# [Elenco dei compiti]
A. Nel commento su Possamai e Fratelli d'Italia, a quale organo la Corte Suprema rinvia la questione del protocollo Italia-Albania?
B. Prosegui il commento su Possamai e Fratelli d'Italia a partire dall'ultima frase riportata.

# [Estratto del documento]
|---|

E qui sta il capolavoro dell’ipocrisia: Fratelli d’Italia, a Vicenza, accusa Possamai di lassismo, di incapacità, di essere troppo “di sinistra”, mentre a Roma il loro governo inciampa su se stesso, producendo normative che la Cassazione smonta come un castello di carte. La vicenda del protocollo Italia-Albania è emblematica: prima la Corte Suprema dà una timida benedizione, equiparando il centro di Gjader ai CPR italiani, poi si rimangia tutto e rinvia alla Corte di Giustizia Europea, sollevando dubbi sulla compatibilità con le direttive UE sui rimpatri e sull’accoglienza. Un balletto giuridico che farebbe invidia a Nureyev, ma che lascia i migranti a Gjader in un limbo e i cittadini italiani, come la signora Parolin, a chiedersi dove sia lo Stato.

E allora, cari amici di Fratelli d’Italia, permettetemi una domanda, con tutto il rispetto per il vostro ardore patriottico: come fate a puntare il dito contro un sindaco che, con le mani legate da leggi nazionali che voi avete scritto, cerca di gestire una situazione che voi stessi avete complicato? Come fate a cavalcare il dramma di una commerciante, trasformandolo in un’arma politica contro Possamai, quando il vero problema è un sistema di rimpatri che non funziona, un CPR che rilascia irregolari per “motivi di salute” e un protocollo con l’Albania che sembra un esercizio di fantasia più che una politica migratoria? È come se un cuoco bruciasse la cena e poi desse la colpa al cameriere perché il piatto è arrivato freddo.

|---|

# [Dati da esaminare]

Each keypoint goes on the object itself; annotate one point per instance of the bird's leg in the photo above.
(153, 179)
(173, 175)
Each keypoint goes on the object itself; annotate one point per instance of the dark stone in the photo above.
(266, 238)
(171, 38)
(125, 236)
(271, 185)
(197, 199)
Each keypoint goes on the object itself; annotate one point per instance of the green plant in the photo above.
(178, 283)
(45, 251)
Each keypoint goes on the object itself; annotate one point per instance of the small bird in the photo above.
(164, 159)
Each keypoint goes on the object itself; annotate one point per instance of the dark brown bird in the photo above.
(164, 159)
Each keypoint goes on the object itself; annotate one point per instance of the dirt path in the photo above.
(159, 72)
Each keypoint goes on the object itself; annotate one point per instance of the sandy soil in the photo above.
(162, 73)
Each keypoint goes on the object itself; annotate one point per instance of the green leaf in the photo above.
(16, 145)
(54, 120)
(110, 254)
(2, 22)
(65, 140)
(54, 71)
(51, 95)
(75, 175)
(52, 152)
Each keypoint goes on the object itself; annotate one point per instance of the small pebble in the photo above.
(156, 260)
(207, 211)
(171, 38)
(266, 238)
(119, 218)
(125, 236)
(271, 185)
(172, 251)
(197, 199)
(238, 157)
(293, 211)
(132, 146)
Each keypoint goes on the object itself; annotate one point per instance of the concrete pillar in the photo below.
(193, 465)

|---|

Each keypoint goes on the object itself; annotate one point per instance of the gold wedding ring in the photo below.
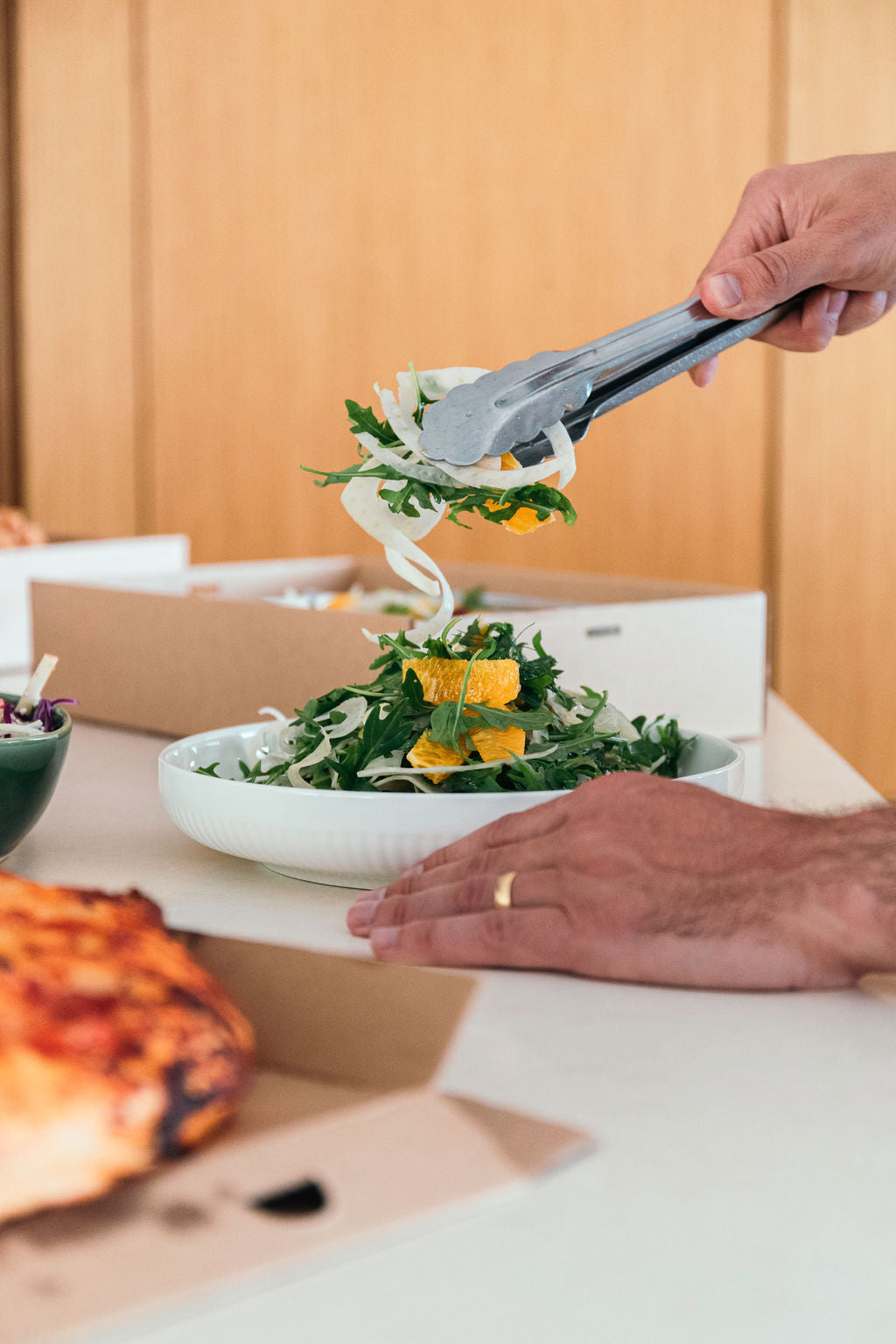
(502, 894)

|---|

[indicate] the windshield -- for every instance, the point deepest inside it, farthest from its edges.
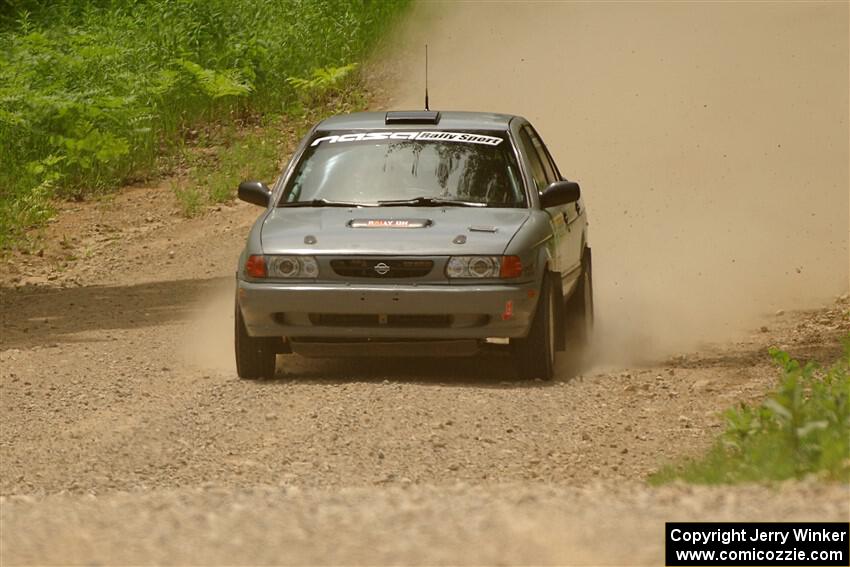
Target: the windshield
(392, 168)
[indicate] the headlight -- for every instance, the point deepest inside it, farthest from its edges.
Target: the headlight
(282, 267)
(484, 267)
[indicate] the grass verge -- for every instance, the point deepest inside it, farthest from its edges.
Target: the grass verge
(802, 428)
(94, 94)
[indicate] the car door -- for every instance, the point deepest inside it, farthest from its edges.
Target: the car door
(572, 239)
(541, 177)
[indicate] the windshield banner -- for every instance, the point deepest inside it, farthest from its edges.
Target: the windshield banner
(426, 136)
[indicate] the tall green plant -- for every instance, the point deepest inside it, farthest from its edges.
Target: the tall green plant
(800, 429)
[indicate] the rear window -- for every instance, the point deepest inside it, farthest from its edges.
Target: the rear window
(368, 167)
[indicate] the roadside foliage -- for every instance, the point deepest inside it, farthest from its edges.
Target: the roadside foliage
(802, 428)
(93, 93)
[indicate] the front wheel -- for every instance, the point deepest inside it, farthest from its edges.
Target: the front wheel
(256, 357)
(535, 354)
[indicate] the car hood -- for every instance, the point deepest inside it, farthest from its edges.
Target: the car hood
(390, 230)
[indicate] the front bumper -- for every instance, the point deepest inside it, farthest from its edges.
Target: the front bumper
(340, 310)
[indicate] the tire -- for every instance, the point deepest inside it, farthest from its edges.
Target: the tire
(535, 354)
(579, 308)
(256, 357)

|---|

# [Risposte ai compiti]
A. Alla Corte di Giustizia Europea.

B.
E poi c’è il tema della sicurezza, questo totem attorno al quale si danza senza sosta. A Vicenza, Possamai ha detto chiaramente che non ci sono “fenomeni diffusi di delinquenza”, ma singoli soggetti che creano disagio. I dati non parlano di un’ondata criminale, ma di casi specifici, come quello dell’aggressore di corso Fogazzaro, che richiedono interventi mirati. Ma la destra preferisce il megafono alla precisione, il racconto apocalittico alla realtà. E così, il cartello “Chiuso per paura” diventa non un’arma contro un sistema che non funziona, ma un trofeo da sbandierare per colpire l’amministrazione locale.

In tutto questo, la povera Margherita Parolin, che ha avuto il coraggio di denunciare e di non piegarsi, merita rispetto, non di essere usata come pedina in una partita politica. Il suo caso non è “di destra” né “di sinistra”, come lei stessa ha detto, rifiutando di essere strumentalizzata. È il caso di una donna che vuole lavorare in pace, in una città che dovrebbe essere un gioiello, non un campo di battaglia. E invece, mentre la Cassazione smonta le velleità del governo, mentre i CPR si rivelano colabrodi giuridici, Fratelli d’Italia a Vicenza continua a gridare “sicurezza!” come un disco rotto, senza mai ammettere che il disco l’hanno inciso loro. Che spettacolo, che commedia! Ma, ahimè, la platea non ride: è troppo occupata a chiedersi quando, finalmente, qualcuno scriverà una legge che funzioni davvero.
EPILOGO:
Da due giorni il molestatore della commerciante di corso Fogazzaro si trova al CPR di Pian del Lago, in provincia di Caltanissetta, in attesa di essere rimpatriato. Così ha commentato il sindaco Possamai: “È una notizia che attendevamo e che ci solleva. Speriamo che grazie a questo nuovo decisivo impulso della Prefettura e della Questura di Vicenza si chiuda in modo definitivo una vicenda surreale che ha preoccupato l’intera città. Da parte nostra rimane massimo lo sforzo per garantire la serenità di chi vive e lavora in città e non deve in alcun modo essere destabilizzato dai soprusi di qualche balordo. Grazie alla collaborazione tra amministrazione, prefettura, forze dell’ordine e polizia locale qui è totale l’impegno per far sentire ai cittadini che possono aver fiducia nelle istituzioni. Una fiducia che le assurdità burocratiche di questa vicenda hanno rischiato di far vacillare”.